EXTRACT PROVIDED:

##########

Thanks a lot- great work :)

:thanks:

Keiyakusha

16th November 2012, 23:26

Here it comes first question from someone who have no clue about this plugin.

With it can I convert lets say 320x2 (or 2x320) YV12 clip into 320x2 YV24 and without rising bitdepth? For example 8bit in - 8 bit calculation - 8 bit out, not 8-16-8

Edit: i'm not an expert on YCgCo, does current implementation offers lossless conversion to and from RGB?

kolak

16th November 2012, 23:31

You probably can't as internal processing is done at high precision, but this is only a good thing :)

cretindesalpes

16th November 2012, 23:36

Keiyakusha: no it's not possible. All the resizing calculations are done in float anyway so in the end a bitdepth conversion has to be done (if you don't want a float clip).

I haven't tested if the YCgCo can restore lossless RGB. It would need at least 9 bits in theory.

Keiyakusha

16th November 2012, 23:47

You probably can't as internal processing is done at high precision, but this is only a good thing :)

##########

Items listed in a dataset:
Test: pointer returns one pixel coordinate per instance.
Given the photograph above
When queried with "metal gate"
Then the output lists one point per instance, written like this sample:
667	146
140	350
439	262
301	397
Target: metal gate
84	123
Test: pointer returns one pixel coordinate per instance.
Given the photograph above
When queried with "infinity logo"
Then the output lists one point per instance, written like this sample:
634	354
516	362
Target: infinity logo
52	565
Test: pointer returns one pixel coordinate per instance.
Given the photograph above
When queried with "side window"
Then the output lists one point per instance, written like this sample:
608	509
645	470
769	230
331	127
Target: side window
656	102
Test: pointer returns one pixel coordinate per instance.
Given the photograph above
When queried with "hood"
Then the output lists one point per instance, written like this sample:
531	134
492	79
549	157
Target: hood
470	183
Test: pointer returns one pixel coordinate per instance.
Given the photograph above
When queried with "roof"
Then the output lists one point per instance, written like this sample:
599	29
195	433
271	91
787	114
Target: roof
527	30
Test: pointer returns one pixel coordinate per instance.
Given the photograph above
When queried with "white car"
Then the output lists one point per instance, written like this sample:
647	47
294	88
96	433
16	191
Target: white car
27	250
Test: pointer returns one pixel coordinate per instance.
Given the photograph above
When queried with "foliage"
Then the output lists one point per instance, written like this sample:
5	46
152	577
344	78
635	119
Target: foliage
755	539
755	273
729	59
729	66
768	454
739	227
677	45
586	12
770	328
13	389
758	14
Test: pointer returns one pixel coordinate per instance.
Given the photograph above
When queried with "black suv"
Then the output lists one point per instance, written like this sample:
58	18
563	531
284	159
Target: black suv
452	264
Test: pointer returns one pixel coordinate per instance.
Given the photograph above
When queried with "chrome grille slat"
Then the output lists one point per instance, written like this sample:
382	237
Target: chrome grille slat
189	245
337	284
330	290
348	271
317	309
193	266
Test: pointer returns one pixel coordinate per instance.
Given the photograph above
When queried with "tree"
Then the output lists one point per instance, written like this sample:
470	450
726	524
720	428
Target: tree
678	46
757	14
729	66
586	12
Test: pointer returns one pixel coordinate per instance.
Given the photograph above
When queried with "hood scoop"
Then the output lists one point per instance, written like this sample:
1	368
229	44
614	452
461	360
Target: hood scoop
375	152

##########

OBJECTIVES:
[1] From the forum thread above, copy the passage that begins at the words "Edit: i'm not" and ends after the words "a float clip).".
[2] List every time of day shown with the posts in the forum thread above.
[3] Continue the forum thread about the resizing plugin, starting after its final post.

RESPONSES:
[1]
Edit: i'm not an expert on YCgCo, does current implementation offers lossless conversion to and from RGB?

kolak

16th November 2012, 23:31

You probably can't as internal processing is done at high precision, but this is only a good thing :)

cretindesalpes

16th November 2012, 23:36

Keiyakusha: no it's not possible. All the resizing calculations are done in float anyway so in the end a bitdepth conversion has to be done (if you don't want a float clip).

[2] 23:26, 23:31, 23:36, 23:47

[3]
Unfortunately I have different opinion on this. Outside of professional 3D and 2.5D editing software, where high bitdepth often used for better control in manipulating with color or may represent something like strength of light that goes through less than 100% opaque obstacles (and also maybe x264's 10bit streams too), I don't believe in high bitdeph. In other words using more than 8bits for things like resize, denoise or whatever in my opinion gives so little improvements, that it not worth even one extra cpu cycle spent on it.

This rises another question. Is it possible to estimate how big is speed difference between similar colorspace (or some other) conversions (8bit in - 8bit out) using this plugin compared to avisynth? (assuming everything is done in 1 thread)

cretindesalpes

17th November 2012, 00:02

Therefore this plug-in is most likely not for you. It’s much slower than the Avisynth resizers. You can check the speed difference by setting only one thread in vapoursynth (use core = vs.Core (threads=1) ) and do a benchmark with a simple blankclip as input. Or you can do everything in Avisynth, using Dither_resize16 which uses the same algorithms and should give a comparable speed, making sure that avstp is disabled (call avstp_set_threads(1) at the end of the script).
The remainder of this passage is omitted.